** Opening DOCUMENT EXTRACT block **

To Mr. Eckert, and other game companies who think that microtransactions are just our human impulses at work, I have a few things to say.
There are hundreds of lists, perhaps thousands, of how to run a successful business. Many of them fail to include the customer, yet there is a universal agreement somewhere underneath that the customer is the backbone of a business. Without enough customers, the business will fail. The customer is the person who is responsible for driving sales, for word-of-mouth marketing, for repeat business, and for product feedback. A business does not exist as an island, serving only itself; ultimately, something must leave the business and go to someone else – the customer – and the business must be paid for it. Otherwise, it's not a business at all; it's simply a self-serving venture in the same way a person might grow their own vegetables for use in their dinner.
In an expansive online gaming market, the customer is the most effective tool a business has, but it's one that cuts both ways. One merely needs to look at the cutthroat Facebook application market to see how product quality, customer loyalty, and the nature of microtransactions can either lead to great success or leave a gaming company belly-up. This is why analyst Doug Creutz wonders why Disney paid more for Playdom than EA paid for Playfish. It's also why there were thousands of Zynga customers are upset because the company chose to not only shut down a still-popular game, but did so without offering any compensation and recommended them to another, yet completely unrelated, Zynga game. Zynga has since patched up the error, but there's a lesson to remember in their goof.
You see, when subscription-based customers wave goodbye to their games as they head off to the great MMO graveyard, they have little demands for the company. They paid not for items, but for access. They got what they paid for: time within a virtual game. If $15 buys a month's access to a game, then a customer only gets upset when they are denied the month's access and not given their money in return.
When free-to-play games say farewell, however, it's another story. Players here have not bought time – which passes and expires – but items with some semblance of permanence. When those items are taken away, and compensation is not given back, the player feels cheated. It's like buying a real car, having it recalled, and not being given money back or a replacement vehicle of equal value. Yet this is the nature of microtransaction driven games: have the customer buy items to generate profit, and when profit is no longer generated, take the items away from the customer and encourage them to try a new product in which to repeat the cycle.

** Closing DOCUMENT EXTRACT block **
** Opening LISTED ENTRIES block **

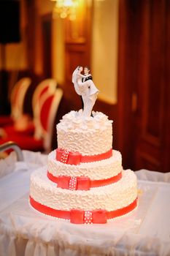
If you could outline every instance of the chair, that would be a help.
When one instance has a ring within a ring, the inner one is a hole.
[[[12,133],[30,134],[33,135],[35,127],[38,125],[36,116],[39,111],[39,104],[42,96],[45,94],[53,94],[56,89],[57,82],[53,78],[45,79],[38,84],[34,90],[32,97],[33,120],[28,116],[22,116],[15,121],[12,125],[4,127],[4,133],[8,135]],[[37,132],[37,129],[36,129]]]
[[[39,105],[39,113],[36,120],[39,126],[36,127],[34,136],[23,134],[20,135],[18,134],[9,135],[7,138],[0,140],[0,145],[12,140],[21,149],[50,152],[53,132],[55,128],[54,121],[62,96],[63,91],[59,88],[53,94],[49,93],[43,95]],[[36,129],[38,129],[38,132]]]
[[[23,116],[24,99],[31,83],[31,80],[29,78],[23,78],[15,83],[10,97],[11,114],[0,116],[1,127],[13,124]]]

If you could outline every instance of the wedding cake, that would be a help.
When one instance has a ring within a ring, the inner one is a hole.
[[[71,111],[57,124],[58,148],[31,176],[30,203],[75,224],[106,223],[137,205],[134,173],[112,149],[112,121],[101,112]]]
[[[75,224],[106,223],[137,205],[136,177],[123,170],[112,149],[112,121],[92,109],[98,89],[90,69],[78,66],[72,82],[83,102],[57,124],[58,148],[31,176],[30,203],[42,214]],[[83,80],[83,82],[82,82]]]

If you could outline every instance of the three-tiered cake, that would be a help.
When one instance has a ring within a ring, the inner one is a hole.
[[[31,176],[30,203],[72,223],[106,223],[134,210],[137,182],[112,150],[112,121],[101,112],[71,111],[57,125],[58,148]]]

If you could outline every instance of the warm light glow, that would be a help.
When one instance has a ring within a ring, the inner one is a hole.
[[[57,0],[53,9],[53,18],[68,18],[71,20],[76,19],[76,10],[79,0]]]

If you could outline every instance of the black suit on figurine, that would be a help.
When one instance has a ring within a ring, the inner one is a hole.
[[[89,75],[87,78],[82,78],[82,82],[84,83],[85,81],[88,81],[88,80],[93,80],[91,75]],[[82,100],[82,96],[80,96],[80,97],[81,97],[81,101],[82,101],[82,109],[83,110],[84,109],[84,103],[83,103],[83,100]]]

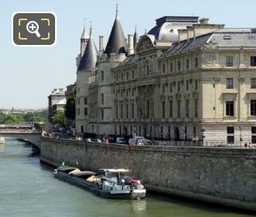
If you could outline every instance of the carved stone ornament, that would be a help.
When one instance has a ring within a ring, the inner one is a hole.
[[[176,99],[177,99],[177,100],[180,100],[181,98],[182,98],[181,94],[180,94],[180,93],[177,93],[177,94],[176,94]]]
[[[206,65],[213,65],[216,63],[216,56],[214,54],[209,54],[205,57],[205,64]]]
[[[168,101],[172,101],[173,100],[173,96],[172,95],[169,95],[168,96]]]
[[[203,45],[204,50],[215,50],[217,43],[213,41],[209,41],[209,43]]]
[[[240,81],[240,82],[244,82],[244,80],[245,80],[245,78],[238,78],[238,81]]]
[[[217,78],[217,77],[214,78],[214,81],[220,82],[220,78]]]

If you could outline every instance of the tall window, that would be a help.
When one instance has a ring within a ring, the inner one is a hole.
[[[251,143],[256,143],[256,127],[251,127]]]
[[[256,78],[251,78],[251,88],[256,88]]]
[[[179,118],[181,116],[181,101],[180,100],[178,100],[178,117]]]
[[[126,104],[126,119],[128,119],[128,113],[129,113],[129,105],[128,104]]]
[[[165,73],[165,64],[163,64],[163,73]]]
[[[169,115],[170,115],[170,118],[172,118],[172,112],[173,112],[173,111],[172,111],[172,101],[170,101],[170,107],[169,107],[169,109],[170,109],[170,111],[169,111]]]
[[[251,57],[251,66],[256,67],[256,56]]]
[[[131,110],[132,110],[132,119],[133,119],[134,118],[134,104],[132,103],[130,106],[131,106]]]
[[[121,112],[121,119],[123,119],[123,105],[121,105],[120,106],[120,112]]]
[[[227,78],[226,88],[227,89],[233,89],[233,78]]]
[[[197,98],[195,99],[195,117],[199,116],[199,100]]]
[[[189,99],[185,101],[185,116],[189,118]]]
[[[226,66],[233,67],[233,56],[226,56]]]
[[[228,143],[234,143],[234,127],[232,127],[232,126],[227,127],[227,142]]]
[[[226,115],[234,116],[234,102],[227,101],[226,102]]]
[[[181,70],[181,61],[178,61],[178,71]]]
[[[195,80],[195,90],[198,89],[198,80],[197,79]]]
[[[199,59],[197,57],[195,58],[195,67],[199,67]]]
[[[165,102],[162,102],[162,118],[164,119],[165,117]]]
[[[256,100],[251,100],[251,115],[256,115]]]
[[[147,100],[147,118],[149,118],[149,100]]]
[[[118,119],[118,105],[116,105],[116,119]]]

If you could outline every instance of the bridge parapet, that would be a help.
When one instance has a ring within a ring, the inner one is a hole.
[[[33,144],[37,148],[40,149],[41,133],[32,132],[0,132],[0,137],[12,137],[17,140],[22,140],[29,143]]]

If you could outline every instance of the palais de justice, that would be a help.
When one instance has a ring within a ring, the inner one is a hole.
[[[78,133],[256,143],[256,29],[164,16],[139,37],[116,14],[77,58]]]

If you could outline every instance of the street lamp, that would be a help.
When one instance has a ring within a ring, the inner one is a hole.
[[[154,126],[154,140],[155,140],[156,138],[156,126]]]
[[[239,130],[240,130],[240,147],[241,147],[241,143],[243,141],[242,139],[242,126],[239,126]]]

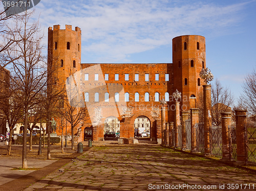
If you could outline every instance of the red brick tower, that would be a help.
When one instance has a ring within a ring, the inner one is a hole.
[[[57,66],[57,79],[65,83],[69,76],[80,69],[81,30],[76,27],[72,31],[72,26],[66,25],[66,29],[60,29],[59,25],[48,29],[48,60]]]
[[[205,38],[184,35],[173,39],[174,90],[182,93],[181,111],[197,108],[197,100],[203,92],[203,81],[199,76],[205,68]]]

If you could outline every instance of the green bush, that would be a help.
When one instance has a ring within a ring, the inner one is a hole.
[[[39,137],[35,136],[32,136],[32,145],[39,144]],[[43,137],[41,137],[41,141],[42,142]],[[48,137],[45,137],[45,144],[47,144]],[[60,138],[59,137],[50,137],[50,142],[51,144],[56,144],[60,142]],[[23,142],[23,137],[18,136],[16,141],[12,139],[12,144],[16,143],[16,145],[22,145]],[[29,137],[27,137],[27,144],[29,144]]]

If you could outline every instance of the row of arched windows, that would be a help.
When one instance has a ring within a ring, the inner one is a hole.
[[[57,42],[54,42],[54,50],[57,50],[58,46],[58,43]],[[80,52],[80,44],[78,44],[77,49],[78,50],[78,52]],[[67,42],[67,50],[70,50],[70,42]]]
[[[187,50],[187,42],[184,42],[183,44],[184,44],[184,50]],[[200,50],[199,42],[197,42],[197,50]],[[176,44],[174,44],[174,52],[176,52]]]
[[[187,79],[185,78],[184,80],[184,85],[187,85]],[[197,85],[200,86],[201,85],[201,80],[200,78],[197,79]]]
[[[63,60],[61,59],[60,60],[60,67],[63,67],[64,65],[64,62],[63,61]],[[76,61],[73,60],[73,67],[76,67]]]
[[[190,60],[190,67],[194,67],[194,60]],[[178,67],[181,67],[181,62],[180,61],[179,61],[178,63]],[[204,68],[204,62],[202,61],[202,67],[203,68]]]
[[[139,102],[140,101],[140,96],[138,92],[136,92],[134,94],[134,101],[135,102]],[[156,92],[155,93],[155,102],[159,102],[160,101],[160,93],[158,92]],[[115,102],[118,102],[119,101],[119,93],[118,92],[115,93]],[[105,102],[109,102],[110,99],[110,94],[108,92],[105,92],[104,94],[104,101]],[[149,102],[150,101],[150,93],[148,92],[145,93],[145,97],[144,98],[144,100],[142,100],[142,101],[145,102]],[[143,100],[143,99],[142,99]],[[168,102],[169,101],[169,93],[165,92],[164,94],[164,100],[166,102]],[[84,101],[89,102],[89,93],[86,92],[84,93]],[[99,101],[99,93],[98,92],[96,92],[94,94],[94,102],[98,102]],[[129,102],[130,101],[130,93],[128,92],[126,92],[124,93],[124,101],[125,102]]]

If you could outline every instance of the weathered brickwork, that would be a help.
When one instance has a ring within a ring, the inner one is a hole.
[[[98,114],[102,116],[95,120],[90,116],[91,120],[83,122],[79,127],[81,133],[78,140],[83,139],[83,130],[87,127],[93,130],[94,140],[103,139],[105,118],[115,116],[111,107],[113,103],[120,122],[120,137],[133,138],[134,121],[143,115],[150,121],[151,138],[155,140],[161,138],[162,99],[169,99],[166,100],[165,122],[175,120],[175,101],[172,95],[176,89],[182,93],[179,100],[180,112],[197,107],[197,98],[202,93],[204,84],[199,77],[202,68],[206,67],[204,37],[185,35],[174,38],[173,63],[103,63],[98,67],[98,64],[81,63],[81,35],[79,28],[73,31],[68,25],[65,30],[57,25],[48,31],[49,62],[58,66],[58,79],[65,84],[68,77],[80,70],[79,77],[75,73],[74,79],[86,89],[82,92],[83,98],[88,99],[84,100],[85,105],[93,110],[97,107]],[[109,100],[106,102],[107,92]],[[95,102],[97,93],[98,100]],[[116,96],[118,101],[112,101]]]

** Closing LISTED ENTRIES block **

REQUIRED ACTION 1 ▸ Summarize the text on microtransactions in two sentences.
REQUIRED ACTION 2 ▸ Continue the text on microtransactions from its last sentence.
The items come from a separate source.

OUTPUT 1 ▸ The text argues that the customer is the backbone of any business and that, in the online gaming market, customers can bring a company great success or failure, as Zynga learned when it shut down a still-popular game without offering compensation. It contrasts subscription players, who pay for access and get what they paid for, with free-to-play players, who buy items they expect to keep and feel cheated when those items are taken away without compensation.

OUTPUT 2 ▸
The balance of making a customer happy in free-to-play games is difficult. Since money is spent not on the passage of time or access, but instead on items, every microtransaction has to feel worth the money spent on it. At the same time, players who are not 'paying into' the game must be both encouraged to do so without being forced into it. This is the model of purchasing status, so to speak, rather than power: if a player wants to spend $10 on a cute pet that looks just like their favorite animal, so be it; if a player must pay $20 to get the gear required to survive in higher level content, or $30 per month to gain experience at more than one level per month, the player base will be dissatisfied. Free-to-play games must carefully select their paid items, because the wrong selection will drive discontent into customers – and discontented customers means lost business.
It isn't that the free-to-play gaming market is “wrong” or “bad” inherently. No more so than their players are compelled by some gene in their DNA to buy items. The reason people buy microtransactions isn't because it's human nature. It's because the players like the game, and have decided that buying that cool item in the game's marketplace means that their money is going to a game they like. There are players who play free-to-play games because they can't afford others; there are others who play them but hesitate because of doubts of the worth of the items or the company they're backing.
It's nurturing your customers with respect that drives them to buy up microtransactions, not a compelling need to buy shiny objects built in our nature. We are, after all, human.